>> Begin MATERIAL FOR THIS TASK

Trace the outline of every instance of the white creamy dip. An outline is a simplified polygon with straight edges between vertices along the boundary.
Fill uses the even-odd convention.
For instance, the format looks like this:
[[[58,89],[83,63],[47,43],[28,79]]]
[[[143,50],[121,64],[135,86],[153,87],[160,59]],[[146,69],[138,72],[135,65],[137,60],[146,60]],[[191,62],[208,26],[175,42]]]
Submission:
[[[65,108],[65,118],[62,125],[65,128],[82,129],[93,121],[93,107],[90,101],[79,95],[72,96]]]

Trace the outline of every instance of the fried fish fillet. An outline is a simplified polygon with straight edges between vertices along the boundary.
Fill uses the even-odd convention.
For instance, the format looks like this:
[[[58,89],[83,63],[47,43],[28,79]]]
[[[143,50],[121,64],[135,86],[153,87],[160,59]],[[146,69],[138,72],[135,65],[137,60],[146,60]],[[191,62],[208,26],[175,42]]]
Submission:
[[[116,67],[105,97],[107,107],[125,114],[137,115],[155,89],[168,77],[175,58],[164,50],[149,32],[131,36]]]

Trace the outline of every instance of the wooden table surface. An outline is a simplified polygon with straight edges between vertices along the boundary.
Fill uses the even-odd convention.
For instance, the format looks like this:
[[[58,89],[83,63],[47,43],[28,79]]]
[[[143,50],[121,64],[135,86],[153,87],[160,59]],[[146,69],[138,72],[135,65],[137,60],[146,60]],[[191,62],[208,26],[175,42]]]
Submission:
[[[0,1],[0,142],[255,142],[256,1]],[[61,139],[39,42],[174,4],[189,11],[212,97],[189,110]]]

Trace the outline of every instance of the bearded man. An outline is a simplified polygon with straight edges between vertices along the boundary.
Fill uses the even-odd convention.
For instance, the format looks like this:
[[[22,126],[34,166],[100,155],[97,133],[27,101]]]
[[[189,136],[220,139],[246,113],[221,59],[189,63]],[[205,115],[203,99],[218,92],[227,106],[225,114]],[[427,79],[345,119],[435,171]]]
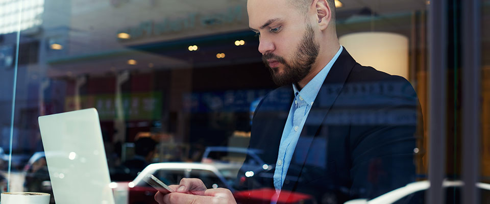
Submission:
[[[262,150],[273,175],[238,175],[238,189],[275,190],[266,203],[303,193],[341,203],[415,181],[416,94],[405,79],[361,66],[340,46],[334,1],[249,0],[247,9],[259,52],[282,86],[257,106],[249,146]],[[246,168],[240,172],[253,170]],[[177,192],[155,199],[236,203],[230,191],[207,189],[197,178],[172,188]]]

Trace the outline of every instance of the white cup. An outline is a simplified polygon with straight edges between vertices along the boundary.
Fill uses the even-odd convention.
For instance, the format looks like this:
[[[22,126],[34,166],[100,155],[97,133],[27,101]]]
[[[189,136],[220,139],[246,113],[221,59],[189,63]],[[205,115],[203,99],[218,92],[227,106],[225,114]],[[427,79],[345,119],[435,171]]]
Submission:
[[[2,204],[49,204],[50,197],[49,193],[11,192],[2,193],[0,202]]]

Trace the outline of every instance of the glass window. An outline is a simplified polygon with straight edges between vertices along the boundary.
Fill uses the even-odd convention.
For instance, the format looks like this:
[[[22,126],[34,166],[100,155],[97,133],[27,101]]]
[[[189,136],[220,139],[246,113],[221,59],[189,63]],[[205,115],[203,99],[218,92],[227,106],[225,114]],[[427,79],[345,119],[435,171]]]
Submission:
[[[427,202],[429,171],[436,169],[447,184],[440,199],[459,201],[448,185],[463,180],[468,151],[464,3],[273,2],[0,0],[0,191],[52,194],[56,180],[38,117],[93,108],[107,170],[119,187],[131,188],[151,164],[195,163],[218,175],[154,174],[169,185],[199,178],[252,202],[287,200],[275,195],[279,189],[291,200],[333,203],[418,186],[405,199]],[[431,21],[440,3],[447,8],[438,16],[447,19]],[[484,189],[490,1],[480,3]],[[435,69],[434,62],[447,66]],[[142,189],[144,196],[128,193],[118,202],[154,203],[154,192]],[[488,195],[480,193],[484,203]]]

>> End MATERIAL FOR THIS TASK
>> Begin MATERIAL FOR THIS TASK

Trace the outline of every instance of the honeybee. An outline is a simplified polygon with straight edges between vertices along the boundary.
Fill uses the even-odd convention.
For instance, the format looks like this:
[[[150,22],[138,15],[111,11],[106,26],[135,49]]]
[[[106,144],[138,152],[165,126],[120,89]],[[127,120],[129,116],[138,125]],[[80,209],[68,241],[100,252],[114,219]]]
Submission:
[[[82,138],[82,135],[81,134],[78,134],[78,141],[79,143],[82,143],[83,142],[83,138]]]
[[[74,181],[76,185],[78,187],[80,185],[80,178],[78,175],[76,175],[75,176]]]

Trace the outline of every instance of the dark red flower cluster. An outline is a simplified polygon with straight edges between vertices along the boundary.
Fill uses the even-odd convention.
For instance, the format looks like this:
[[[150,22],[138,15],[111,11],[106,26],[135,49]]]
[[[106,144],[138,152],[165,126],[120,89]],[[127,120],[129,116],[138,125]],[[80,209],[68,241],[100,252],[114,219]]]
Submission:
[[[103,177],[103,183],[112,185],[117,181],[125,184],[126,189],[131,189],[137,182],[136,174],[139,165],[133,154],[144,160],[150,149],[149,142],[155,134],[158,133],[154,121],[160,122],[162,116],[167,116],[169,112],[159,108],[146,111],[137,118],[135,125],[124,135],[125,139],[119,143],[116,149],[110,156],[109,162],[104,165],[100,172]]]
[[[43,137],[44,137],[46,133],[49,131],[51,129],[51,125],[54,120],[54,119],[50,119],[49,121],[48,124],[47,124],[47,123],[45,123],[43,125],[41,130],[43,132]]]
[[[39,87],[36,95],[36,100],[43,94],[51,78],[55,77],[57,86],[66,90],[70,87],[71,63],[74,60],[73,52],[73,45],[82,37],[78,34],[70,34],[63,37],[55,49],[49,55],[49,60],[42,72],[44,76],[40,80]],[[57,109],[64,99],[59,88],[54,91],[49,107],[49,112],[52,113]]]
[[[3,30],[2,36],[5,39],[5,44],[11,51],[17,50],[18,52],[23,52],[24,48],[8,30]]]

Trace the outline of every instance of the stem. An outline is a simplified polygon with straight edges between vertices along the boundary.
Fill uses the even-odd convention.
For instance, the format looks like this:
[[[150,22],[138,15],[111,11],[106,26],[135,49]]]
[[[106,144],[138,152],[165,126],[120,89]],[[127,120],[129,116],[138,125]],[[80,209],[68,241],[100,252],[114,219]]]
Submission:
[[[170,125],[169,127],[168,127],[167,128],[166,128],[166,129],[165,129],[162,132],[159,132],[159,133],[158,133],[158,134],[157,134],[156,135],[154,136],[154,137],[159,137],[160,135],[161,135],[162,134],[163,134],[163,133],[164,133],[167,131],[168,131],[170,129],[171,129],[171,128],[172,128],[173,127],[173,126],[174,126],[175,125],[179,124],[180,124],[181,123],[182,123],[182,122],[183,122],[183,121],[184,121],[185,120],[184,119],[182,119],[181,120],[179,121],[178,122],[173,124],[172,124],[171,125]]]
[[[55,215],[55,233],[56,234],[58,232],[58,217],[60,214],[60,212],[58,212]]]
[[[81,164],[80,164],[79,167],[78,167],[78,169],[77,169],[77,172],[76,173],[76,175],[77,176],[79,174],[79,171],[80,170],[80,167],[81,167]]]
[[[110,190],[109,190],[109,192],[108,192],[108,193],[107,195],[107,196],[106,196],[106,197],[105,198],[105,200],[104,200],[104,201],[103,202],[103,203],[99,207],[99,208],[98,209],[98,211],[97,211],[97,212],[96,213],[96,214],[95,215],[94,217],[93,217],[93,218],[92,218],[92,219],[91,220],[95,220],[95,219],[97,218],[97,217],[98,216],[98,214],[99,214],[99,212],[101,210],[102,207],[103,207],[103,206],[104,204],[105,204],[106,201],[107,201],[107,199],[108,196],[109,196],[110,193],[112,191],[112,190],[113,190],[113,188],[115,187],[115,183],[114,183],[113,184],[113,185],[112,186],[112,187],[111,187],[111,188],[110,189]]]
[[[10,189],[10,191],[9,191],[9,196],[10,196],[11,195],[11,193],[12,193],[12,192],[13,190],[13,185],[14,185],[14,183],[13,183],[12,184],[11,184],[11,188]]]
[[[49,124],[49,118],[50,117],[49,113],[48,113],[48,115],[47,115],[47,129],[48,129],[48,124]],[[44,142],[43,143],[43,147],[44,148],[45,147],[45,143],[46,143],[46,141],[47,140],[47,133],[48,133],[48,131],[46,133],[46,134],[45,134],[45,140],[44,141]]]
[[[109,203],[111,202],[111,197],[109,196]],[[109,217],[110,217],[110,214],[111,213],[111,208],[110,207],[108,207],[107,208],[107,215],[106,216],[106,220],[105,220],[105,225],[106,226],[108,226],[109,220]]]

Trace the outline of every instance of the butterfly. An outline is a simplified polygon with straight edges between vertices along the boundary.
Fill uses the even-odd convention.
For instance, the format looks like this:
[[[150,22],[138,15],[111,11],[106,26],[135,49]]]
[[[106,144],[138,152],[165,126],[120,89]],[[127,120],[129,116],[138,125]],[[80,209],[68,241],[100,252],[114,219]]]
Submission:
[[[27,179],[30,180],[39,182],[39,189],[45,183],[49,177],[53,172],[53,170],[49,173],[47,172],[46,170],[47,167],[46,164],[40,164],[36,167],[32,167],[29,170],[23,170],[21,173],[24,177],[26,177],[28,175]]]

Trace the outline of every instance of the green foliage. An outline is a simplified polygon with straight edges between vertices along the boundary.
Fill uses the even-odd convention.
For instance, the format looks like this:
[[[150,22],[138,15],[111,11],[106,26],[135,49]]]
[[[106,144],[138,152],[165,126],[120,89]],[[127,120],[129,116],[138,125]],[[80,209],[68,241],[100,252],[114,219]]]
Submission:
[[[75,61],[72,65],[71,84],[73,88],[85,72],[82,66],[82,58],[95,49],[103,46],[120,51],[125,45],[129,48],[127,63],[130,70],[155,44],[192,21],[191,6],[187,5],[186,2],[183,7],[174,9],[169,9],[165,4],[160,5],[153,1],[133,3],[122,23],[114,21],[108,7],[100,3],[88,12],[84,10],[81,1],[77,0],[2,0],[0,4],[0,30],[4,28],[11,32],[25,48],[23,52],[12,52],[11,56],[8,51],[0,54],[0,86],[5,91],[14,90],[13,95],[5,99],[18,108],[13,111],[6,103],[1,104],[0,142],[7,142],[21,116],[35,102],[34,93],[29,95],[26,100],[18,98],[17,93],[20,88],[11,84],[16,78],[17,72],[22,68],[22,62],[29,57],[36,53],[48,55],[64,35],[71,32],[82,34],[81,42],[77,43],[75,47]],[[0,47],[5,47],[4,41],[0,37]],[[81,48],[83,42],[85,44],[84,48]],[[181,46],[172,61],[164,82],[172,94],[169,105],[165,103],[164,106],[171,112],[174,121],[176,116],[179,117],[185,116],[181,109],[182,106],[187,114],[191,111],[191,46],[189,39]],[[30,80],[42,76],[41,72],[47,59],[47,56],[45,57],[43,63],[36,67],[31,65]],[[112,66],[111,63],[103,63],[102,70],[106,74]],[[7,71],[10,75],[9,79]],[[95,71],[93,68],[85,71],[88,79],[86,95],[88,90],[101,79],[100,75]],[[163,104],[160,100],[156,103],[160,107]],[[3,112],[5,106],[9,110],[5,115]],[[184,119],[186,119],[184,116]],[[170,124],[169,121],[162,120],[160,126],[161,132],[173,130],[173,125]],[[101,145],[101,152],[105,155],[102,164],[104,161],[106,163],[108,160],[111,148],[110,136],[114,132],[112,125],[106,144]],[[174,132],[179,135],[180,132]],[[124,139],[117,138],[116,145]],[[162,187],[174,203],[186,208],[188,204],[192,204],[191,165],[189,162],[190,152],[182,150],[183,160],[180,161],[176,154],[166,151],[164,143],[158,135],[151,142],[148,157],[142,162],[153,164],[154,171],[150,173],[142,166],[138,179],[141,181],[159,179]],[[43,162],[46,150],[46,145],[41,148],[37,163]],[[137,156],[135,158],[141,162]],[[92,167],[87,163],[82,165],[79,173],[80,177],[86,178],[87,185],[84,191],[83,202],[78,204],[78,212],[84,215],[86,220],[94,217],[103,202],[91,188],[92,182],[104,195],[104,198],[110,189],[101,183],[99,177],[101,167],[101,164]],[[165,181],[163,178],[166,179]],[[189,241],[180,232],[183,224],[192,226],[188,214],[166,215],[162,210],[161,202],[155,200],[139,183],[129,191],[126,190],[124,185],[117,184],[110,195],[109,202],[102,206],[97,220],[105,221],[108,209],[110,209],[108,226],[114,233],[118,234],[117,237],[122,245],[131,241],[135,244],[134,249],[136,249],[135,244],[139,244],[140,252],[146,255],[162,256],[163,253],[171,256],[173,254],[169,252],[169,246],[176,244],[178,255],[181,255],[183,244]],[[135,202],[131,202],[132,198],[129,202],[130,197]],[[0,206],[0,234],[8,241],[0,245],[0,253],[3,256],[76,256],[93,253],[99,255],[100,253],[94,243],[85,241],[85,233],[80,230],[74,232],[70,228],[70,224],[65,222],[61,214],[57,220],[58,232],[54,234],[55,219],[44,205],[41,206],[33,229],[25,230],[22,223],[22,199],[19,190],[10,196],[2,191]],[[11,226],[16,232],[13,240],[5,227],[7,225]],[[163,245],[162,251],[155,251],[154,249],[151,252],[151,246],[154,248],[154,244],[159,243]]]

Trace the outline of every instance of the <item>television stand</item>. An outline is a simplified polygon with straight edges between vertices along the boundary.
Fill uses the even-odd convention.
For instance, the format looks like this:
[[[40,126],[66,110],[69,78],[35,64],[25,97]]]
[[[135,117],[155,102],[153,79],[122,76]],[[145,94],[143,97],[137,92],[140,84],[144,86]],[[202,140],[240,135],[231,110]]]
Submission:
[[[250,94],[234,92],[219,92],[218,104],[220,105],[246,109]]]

>> End MATERIAL FOR THIS TASK

- WORK REQUIRED: Locate each line in the material above that contains the string "white", matching case, and copy those lines out in full.

- FULL OUTPUT:
Trace the outline of every instance of the white creamy dip. An outline is a simplified polygon with straight edges between vertices along the boundary.
Trace the outline of every instance of the white cup. An outline is a simplified polygon with straight edges between vertices along the boundary.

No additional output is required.